_ASSIGNMENT_: Reproduce every line of the material below verbatim, leaving out the pictures.
===== EXCERPTED RECORDS
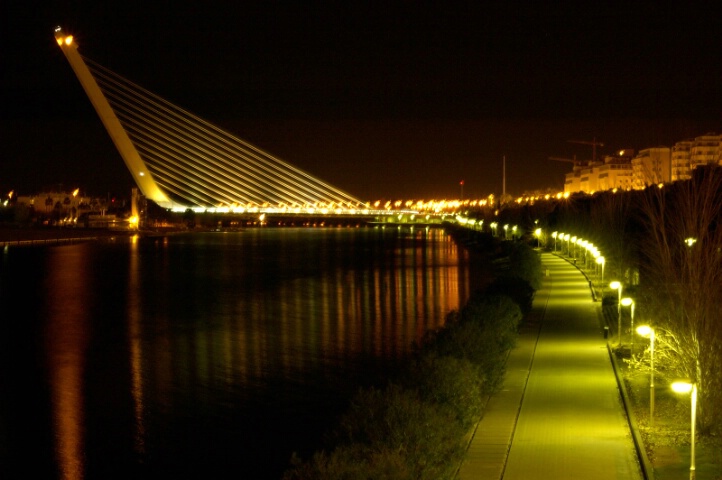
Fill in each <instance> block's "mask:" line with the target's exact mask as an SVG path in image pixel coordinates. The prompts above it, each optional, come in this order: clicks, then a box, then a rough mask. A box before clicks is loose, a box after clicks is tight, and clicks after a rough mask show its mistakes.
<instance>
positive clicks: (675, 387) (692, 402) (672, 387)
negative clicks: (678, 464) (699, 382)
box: [672, 381, 697, 480]
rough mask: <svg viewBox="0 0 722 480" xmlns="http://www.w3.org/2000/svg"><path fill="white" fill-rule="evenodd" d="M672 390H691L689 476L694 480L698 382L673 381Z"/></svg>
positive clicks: (681, 390) (690, 479)
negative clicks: (690, 413)
mask: <svg viewBox="0 0 722 480" xmlns="http://www.w3.org/2000/svg"><path fill="white" fill-rule="evenodd" d="M672 390H673V391H674V392H676V393H690V392H691V400H692V401H691V403H692V408H691V415H690V416H691V422H690V423H691V427H690V430H691V434H692V438H691V441H690V452H689V478H690V480H694V478H695V470H696V467H695V459H694V437H695V433H696V432H695V431H696V427H697V384H696V383H692V382H689V381H678V382H674V383H672Z"/></svg>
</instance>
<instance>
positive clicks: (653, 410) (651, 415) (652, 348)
mask: <svg viewBox="0 0 722 480" xmlns="http://www.w3.org/2000/svg"><path fill="white" fill-rule="evenodd" d="M637 333H638V334H640V335H641V336H643V337H649V368H650V373H649V426H650V427H653V426H654V329H653V328H652V327H650V326H649V325H640V326H638V327H637Z"/></svg>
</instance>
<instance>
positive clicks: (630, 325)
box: [622, 297, 635, 352]
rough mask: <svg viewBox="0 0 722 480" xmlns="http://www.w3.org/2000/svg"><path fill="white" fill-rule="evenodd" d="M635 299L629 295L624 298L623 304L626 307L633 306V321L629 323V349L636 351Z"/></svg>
mask: <svg viewBox="0 0 722 480" xmlns="http://www.w3.org/2000/svg"><path fill="white" fill-rule="evenodd" d="M634 303H635V302H634V300H632V299H631V298H629V297H626V298H623V299H622V305H624V306H625V307H630V306H631V307H632V309H631V311H630V313H631V322H630V324H629V351H630V352H633V351H634Z"/></svg>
==========
_YOUR SOLUTION_:
Fill in each <instance> block's "mask:" line with the target's exact mask as an SVG path in image pixel coordinates. The prompts above it, each optional, come in this order: clicks, then a box, then a rough mask. A box before clicks is loose, a box after clicks is tight, and clicks after a rough mask show its mistakes.
<instance>
positive clicks: (675, 387) (692, 402) (672, 387)
negative clicks: (678, 464) (699, 382)
box: [672, 381, 697, 480]
rough mask: <svg viewBox="0 0 722 480" xmlns="http://www.w3.org/2000/svg"><path fill="white" fill-rule="evenodd" d="M672 390H691L689 476L694 480L698 382L673 381Z"/></svg>
positive clicks: (681, 390) (690, 479)
negative clicks: (690, 413)
mask: <svg viewBox="0 0 722 480" xmlns="http://www.w3.org/2000/svg"><path fill="white" fill-rule="evenodd" d="M672 390H673V391H674V392H676V393H690V392H691V400H692V401H691V403H692V408H691V415H690V416H691V422H690V423H691V427H690V430H691V434H692V438H691V441H690V452H689V478H690V480H694V478H695V470H696V467H695V459H694V437H695V433H696V432H695V431H696V427H697V384H696V383H692V382H689V381H678V382H674V383H672Z"/></svg>
</instance>
<instance>
positive clicks: (653, 410) (651, 415) (652, 348)
mask: <svg viewBox="0 0 722 480" xmlns="http://www.w3.org/2000/svg"><path fill="white" fill-rule="evenodd" d="M637 333H638V334H640V335H641V336H643V337H649V368H650V373H649V426H650V427H653V426H654V329H653V328H652V327H650V326H649V325H640V326H638V327H637Z"/></svg>
</instance>
<instance>
positive clicks: (630, 325)
box: [622, 297, 635, 352]
rough mask: <svg viewBox="0 0 722 480" xmlns="http://www.w3.org/2000/svg"><path fill="white" fill-rule="evenodd" d="M635 299L629 295L624 298L623 304L626 307L633 306V321L629 323V349L636 351Z"/></svg>
mask: <svg viewBox="0 0 722 480" xmlns="http://www.w3.org/2000/svg"><path fill="white" fill-rule="evenodd" d="M634 303H635V302H634V300H632V299H631V298H629V297H626V298H623V299H622V305H624V306H625V307H630V306H631V307H632V309H631V311H630V313H631V322H630V324H629V351H630V352H633V351H634Z"/></svg>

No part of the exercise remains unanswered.